__TASK STATEMENT__:
Rewrite the entries from the line containing "Please tag the man in dark" through the end of the entries, changing every "twig" to "branch" and leaving everything else as it is.

__EXERCISE INPUT__:
◆ ◆ ◆ ◆ ◆ ◆ ◆

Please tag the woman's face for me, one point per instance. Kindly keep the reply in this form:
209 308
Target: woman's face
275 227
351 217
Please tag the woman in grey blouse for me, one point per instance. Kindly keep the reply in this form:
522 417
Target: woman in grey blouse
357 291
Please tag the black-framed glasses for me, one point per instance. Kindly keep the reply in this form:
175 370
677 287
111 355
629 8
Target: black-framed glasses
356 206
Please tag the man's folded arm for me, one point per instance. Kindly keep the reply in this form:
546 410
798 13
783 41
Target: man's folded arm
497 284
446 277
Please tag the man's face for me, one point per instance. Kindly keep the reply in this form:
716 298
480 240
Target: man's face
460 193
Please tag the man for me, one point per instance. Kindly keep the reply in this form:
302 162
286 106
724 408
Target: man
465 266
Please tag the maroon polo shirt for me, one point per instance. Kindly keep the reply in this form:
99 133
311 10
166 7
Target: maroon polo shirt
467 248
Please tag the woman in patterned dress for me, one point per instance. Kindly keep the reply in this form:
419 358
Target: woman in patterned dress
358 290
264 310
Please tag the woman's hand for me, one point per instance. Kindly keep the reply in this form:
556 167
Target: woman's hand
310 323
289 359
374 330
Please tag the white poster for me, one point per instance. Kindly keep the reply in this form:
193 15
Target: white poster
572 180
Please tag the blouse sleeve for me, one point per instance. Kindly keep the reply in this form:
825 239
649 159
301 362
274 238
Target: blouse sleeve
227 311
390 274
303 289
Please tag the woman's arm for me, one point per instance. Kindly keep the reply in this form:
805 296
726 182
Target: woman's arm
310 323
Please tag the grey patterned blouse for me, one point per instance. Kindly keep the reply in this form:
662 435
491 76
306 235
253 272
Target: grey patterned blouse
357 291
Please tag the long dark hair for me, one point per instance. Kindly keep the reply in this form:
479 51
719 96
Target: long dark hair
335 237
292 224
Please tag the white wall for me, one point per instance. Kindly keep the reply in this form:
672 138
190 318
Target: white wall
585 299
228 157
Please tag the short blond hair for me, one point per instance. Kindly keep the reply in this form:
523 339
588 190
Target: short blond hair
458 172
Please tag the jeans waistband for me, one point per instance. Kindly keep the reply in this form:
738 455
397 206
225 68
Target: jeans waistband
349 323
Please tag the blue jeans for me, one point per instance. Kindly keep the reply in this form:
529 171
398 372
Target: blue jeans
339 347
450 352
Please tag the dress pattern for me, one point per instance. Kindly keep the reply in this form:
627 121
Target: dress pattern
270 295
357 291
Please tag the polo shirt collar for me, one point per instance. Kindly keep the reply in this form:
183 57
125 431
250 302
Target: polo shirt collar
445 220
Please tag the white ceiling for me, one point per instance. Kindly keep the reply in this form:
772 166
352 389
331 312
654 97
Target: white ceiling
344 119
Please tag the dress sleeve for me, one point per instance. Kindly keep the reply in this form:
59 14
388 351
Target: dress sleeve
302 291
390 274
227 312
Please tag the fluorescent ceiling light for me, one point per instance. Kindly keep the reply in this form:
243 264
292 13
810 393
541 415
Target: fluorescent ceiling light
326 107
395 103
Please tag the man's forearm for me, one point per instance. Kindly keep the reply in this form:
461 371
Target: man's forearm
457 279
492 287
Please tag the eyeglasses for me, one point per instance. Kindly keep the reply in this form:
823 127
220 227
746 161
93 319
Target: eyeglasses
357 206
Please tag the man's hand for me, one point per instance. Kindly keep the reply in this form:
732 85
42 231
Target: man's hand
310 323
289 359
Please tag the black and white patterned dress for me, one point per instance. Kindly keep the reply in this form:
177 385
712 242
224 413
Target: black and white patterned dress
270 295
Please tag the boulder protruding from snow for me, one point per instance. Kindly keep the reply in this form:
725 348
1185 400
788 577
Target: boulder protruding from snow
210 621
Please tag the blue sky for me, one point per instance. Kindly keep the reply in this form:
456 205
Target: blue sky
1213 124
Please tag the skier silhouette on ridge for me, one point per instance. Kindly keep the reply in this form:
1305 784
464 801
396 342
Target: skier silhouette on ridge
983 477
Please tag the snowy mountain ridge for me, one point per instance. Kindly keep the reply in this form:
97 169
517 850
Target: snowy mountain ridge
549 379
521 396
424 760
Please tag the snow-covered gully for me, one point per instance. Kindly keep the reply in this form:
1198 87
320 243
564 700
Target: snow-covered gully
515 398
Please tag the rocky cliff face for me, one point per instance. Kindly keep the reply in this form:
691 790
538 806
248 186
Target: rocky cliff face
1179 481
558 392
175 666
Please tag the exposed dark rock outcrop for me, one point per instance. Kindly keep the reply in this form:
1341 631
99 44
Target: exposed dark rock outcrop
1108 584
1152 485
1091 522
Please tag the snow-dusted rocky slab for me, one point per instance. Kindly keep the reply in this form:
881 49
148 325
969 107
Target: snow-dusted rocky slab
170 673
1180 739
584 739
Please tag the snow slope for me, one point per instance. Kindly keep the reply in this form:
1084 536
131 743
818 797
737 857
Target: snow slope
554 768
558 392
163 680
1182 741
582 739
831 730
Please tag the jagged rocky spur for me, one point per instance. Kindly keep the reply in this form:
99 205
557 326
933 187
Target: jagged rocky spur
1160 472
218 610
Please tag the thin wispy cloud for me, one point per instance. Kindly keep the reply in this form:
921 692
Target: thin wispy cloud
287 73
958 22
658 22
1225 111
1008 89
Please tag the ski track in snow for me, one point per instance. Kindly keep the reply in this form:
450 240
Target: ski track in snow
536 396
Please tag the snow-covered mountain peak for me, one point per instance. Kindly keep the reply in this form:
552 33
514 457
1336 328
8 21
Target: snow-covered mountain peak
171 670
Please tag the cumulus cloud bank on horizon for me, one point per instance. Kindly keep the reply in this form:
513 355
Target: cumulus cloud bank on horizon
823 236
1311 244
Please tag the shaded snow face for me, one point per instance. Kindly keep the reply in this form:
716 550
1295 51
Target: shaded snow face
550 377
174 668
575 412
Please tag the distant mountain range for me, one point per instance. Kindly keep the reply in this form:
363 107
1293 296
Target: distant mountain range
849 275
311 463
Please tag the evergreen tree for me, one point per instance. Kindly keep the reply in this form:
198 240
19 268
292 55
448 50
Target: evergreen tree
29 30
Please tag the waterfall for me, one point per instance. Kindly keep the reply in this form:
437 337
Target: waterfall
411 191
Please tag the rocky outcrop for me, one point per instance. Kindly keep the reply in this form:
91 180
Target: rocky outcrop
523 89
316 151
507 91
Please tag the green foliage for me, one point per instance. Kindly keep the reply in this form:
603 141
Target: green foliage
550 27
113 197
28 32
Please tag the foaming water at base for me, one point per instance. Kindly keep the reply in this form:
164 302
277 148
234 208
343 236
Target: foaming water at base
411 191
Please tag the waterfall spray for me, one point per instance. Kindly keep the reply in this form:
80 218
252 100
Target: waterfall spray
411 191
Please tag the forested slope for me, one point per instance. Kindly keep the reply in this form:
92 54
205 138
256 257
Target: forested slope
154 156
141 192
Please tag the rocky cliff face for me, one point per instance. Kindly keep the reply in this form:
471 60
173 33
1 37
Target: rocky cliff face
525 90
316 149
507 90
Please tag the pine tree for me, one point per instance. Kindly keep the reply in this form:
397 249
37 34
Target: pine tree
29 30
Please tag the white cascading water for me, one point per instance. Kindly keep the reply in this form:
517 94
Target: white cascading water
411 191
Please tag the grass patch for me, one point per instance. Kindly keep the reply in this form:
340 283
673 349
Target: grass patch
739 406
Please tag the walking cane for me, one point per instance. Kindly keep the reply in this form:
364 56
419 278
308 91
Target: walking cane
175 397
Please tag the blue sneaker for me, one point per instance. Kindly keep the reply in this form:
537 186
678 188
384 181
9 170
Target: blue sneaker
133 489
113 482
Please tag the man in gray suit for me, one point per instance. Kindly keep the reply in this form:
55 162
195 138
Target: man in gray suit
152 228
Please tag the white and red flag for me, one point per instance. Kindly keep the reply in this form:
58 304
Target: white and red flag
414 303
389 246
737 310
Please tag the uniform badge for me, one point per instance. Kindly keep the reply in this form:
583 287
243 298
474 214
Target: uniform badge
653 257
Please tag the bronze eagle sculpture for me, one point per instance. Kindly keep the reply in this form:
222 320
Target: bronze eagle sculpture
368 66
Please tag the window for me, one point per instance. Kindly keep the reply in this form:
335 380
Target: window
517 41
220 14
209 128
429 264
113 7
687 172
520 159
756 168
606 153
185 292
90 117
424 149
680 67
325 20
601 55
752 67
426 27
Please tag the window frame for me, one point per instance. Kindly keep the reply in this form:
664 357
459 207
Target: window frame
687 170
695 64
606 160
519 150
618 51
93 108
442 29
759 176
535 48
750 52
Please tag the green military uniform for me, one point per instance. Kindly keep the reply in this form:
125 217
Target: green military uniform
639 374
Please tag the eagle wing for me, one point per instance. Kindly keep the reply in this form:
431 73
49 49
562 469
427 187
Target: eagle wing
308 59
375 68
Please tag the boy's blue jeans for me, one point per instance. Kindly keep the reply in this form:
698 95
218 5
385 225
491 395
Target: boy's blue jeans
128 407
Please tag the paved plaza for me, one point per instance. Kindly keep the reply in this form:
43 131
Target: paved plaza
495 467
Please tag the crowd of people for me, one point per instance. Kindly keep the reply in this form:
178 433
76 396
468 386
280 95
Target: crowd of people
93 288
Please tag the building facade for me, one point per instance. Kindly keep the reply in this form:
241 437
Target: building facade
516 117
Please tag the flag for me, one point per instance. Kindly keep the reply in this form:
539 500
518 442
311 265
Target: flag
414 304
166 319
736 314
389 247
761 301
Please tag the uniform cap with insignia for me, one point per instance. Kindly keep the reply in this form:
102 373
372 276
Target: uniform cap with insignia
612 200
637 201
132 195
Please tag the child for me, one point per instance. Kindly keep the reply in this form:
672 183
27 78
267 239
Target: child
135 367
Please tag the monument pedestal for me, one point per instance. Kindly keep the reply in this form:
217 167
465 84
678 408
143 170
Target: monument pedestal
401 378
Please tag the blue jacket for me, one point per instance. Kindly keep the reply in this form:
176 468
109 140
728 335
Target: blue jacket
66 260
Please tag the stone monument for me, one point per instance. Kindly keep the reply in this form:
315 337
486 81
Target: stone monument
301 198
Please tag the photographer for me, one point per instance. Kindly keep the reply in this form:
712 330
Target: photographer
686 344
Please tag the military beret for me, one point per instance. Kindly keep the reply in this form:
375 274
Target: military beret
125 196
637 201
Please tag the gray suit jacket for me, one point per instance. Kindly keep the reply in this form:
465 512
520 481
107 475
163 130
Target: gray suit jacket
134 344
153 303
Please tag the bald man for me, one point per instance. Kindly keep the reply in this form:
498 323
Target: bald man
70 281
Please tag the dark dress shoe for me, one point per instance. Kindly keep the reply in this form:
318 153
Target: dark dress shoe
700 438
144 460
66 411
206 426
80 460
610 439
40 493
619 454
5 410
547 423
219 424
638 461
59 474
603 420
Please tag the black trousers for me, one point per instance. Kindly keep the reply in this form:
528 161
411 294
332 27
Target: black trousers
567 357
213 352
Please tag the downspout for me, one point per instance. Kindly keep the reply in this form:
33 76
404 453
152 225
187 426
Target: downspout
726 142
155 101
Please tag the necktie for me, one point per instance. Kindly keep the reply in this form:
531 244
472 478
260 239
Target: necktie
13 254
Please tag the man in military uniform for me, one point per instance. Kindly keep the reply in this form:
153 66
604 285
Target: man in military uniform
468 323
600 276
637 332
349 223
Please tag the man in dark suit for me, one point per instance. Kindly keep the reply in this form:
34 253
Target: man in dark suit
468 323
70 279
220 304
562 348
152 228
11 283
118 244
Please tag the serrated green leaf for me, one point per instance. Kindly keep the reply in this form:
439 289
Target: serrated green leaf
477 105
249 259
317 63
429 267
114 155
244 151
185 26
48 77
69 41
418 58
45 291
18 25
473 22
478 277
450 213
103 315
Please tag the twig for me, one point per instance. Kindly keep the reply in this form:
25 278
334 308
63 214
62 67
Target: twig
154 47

◆ ◆ ◆ ◆ ◆ ◆ ◆

__COMPLETE ANSWER__:
Please tag the man in dark suit for me, one point per instance. Kindly keep the reply in this form:
34 253
Target: man in dark suit
468 323
70 279
220 304
562 348
152 228
11 283
118 244
Please tag the serrated green leaf for me, one point per instance. Kindly keep the reply in this form:
439 289
Target: serrated green leaf
477 105
249 259
317 63
429 267
114 155
244 151
185 26
48 77
69 41
418 58
45 291
18 25
473 22
478 277
450 213
103 315
Please tag the branch for me, one point per instance. Kindly keep the reply in this form:
25 278
334 308
63 214
62 67
Target: branch
154 47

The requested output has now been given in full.